▸ **EXTRACTED TEXT**:
⁂

During the Queen’s funeral, it was noted that this would be the last outing for Imperial London and all its pomp. Central London on a weekend now feels like a city that only really comes alive as a competing arena for protest and grievances. “Tommy Robinson is having one of his marches,” said one father to his child outside Charing Cross Station, as if this were now a fixture in league with the Changing of the Guard. Gormless statues of Nelson Mandela and Gandhi in Parliament Square were commandeered with St George’s flags and pensioners from Southend, Dagenham and Wigan picnicking and listening to Rikki Doolan, Robinson’s pastor dressed in a Union Jack three-piece as he belted his aspiring chart topper God’s Kingdom.

The smell of marijuana and lager was mixed with one of those fresh Spring mornings that made the world feel young and anything possible. One effete lady from Faversham, a retired social worker who resembled the late Victoria Wood, was nattering away to a pair of police officers about the Kalergi Plan, the conspiracy to depopulate the West’s white population. “Right, well I haven’t heard of that one” said the officer trying to be generous. Spanish schoolchildren were curiously milling about with a vanguard of motability scooters at the top of Whitehall, taking photos of their home made placards that read: Keir Starmer is a wanker.

Seen through the eyes of tourists and global onlookers, such scenes seem to have seamlessly blended into the “brilliant bonkers Britain” package. This mix of laboured quirkiness and iconic symbols has finally gone fittingly berserk: Paddington Bear, Morris Dancers, and now Unite the Kingdom with its processional danse macabre of dogs in Union Jack bunting and reformed football hooligans. Robinson lifers on their sixth cans were subdued by all the Christianity. One marcher resentfully described it as noticeably more “middle class and established” than September’s inaugural protest, as if this were some undiscovered festival that had been ruined now that word had got around.

⁂

▸ **RECORDS**:

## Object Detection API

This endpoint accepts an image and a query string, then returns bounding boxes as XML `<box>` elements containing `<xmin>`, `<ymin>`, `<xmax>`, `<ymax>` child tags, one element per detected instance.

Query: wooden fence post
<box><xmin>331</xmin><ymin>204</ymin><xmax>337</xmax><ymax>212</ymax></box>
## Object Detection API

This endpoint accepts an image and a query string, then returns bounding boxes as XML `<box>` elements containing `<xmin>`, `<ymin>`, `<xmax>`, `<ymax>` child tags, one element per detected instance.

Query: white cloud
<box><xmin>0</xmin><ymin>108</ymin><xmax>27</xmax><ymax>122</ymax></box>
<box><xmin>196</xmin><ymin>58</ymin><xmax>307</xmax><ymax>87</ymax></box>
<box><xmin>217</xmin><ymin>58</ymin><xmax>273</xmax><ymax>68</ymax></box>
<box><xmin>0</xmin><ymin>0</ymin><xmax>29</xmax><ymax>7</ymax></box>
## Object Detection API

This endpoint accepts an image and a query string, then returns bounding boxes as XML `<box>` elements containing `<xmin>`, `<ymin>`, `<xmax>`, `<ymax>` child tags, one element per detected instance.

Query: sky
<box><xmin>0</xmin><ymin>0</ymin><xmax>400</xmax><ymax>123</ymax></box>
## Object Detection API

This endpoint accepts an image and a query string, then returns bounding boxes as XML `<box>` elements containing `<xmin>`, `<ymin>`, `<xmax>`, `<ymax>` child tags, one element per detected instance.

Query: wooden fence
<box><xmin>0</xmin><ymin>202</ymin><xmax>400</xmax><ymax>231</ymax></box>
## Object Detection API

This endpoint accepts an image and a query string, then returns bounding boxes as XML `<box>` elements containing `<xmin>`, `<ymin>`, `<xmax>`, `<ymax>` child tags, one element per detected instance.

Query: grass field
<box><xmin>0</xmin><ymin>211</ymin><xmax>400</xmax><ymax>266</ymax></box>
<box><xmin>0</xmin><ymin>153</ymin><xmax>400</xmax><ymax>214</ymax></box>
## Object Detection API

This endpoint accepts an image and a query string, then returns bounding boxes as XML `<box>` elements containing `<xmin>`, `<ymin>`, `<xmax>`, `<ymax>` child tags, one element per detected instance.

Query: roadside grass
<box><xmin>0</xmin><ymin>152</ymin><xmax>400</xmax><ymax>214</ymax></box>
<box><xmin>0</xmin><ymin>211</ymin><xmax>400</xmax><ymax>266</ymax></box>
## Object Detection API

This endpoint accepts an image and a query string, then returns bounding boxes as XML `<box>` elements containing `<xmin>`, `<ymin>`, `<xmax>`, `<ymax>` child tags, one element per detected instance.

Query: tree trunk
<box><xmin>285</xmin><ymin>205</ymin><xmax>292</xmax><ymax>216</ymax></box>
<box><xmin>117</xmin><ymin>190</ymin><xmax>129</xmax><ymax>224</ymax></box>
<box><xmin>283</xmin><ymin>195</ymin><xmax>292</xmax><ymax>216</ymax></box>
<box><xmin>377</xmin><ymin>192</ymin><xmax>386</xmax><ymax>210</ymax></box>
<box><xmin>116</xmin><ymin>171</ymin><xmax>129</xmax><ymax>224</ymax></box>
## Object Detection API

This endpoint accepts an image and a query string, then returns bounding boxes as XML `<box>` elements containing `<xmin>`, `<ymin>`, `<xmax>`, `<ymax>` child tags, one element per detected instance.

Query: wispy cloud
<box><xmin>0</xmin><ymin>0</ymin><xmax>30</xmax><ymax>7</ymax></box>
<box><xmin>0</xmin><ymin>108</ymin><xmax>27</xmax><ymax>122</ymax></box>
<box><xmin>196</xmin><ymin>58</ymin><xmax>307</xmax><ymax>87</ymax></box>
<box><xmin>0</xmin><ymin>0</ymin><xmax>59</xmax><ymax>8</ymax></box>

⁂

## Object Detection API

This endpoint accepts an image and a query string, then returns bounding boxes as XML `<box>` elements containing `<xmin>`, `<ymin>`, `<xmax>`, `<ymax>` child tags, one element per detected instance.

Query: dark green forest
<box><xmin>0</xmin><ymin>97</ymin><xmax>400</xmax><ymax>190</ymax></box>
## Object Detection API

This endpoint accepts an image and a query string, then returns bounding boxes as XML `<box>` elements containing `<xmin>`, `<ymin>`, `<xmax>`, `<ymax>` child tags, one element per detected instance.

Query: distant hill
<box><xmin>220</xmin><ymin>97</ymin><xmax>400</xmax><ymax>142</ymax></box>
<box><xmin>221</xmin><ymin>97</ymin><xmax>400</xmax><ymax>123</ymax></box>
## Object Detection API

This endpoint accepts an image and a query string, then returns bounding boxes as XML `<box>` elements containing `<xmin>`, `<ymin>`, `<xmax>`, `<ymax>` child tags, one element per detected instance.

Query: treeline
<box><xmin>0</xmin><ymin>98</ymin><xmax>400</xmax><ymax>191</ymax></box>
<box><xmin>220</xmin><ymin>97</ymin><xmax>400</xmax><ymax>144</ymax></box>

⁂

▸ **DIRECTIONS**:
A: In the piece on the London march, do these statements agree with it? (i) Robinson's pastor wore a Union Jack three-piece. (ii) The retired social worker who spoke to the police officers came from Southend. (iii) A marcher described the event as more middle class than September's protest. Answer yes or no for each, and quote the deciding words of the piece.
B: Reproduce the stretch of the piece on the London march from "Seen through the" through "had got around.".

▸ **SOLUTIONS TO THE TASKS**:
A:
(i) Yes: "Robinson’s pastor dressed in a Union Jack three-piece"
(ii) No: "One effete lady from Faversham, a retired social worker"
(iii) Yes: "One marcher resentfully described it as noticeably more “middle class and established” than September’s inaugural protest"

B:
Seen through the eyes of tourists and global onlookers, such scenes seem to have seamlessly blended into the “brilliant bonkers Britain” package. This mix of laboured quirkiness and iconic symbols has finally gone fittingly berserk: Paddington Bear, Morris Dancers, and now Unite the Kingdom with its processional danse macabre of dogs in Union Jack bunting and reformed football hooligans. Robinson lifers on their sixth cans were subdued by all the Christianity. One marcher resentfully described it as noticeably more “middle class and established” than September’s inaugural protest, as if this were some undiscovered festival that had been ruined now that word had got around.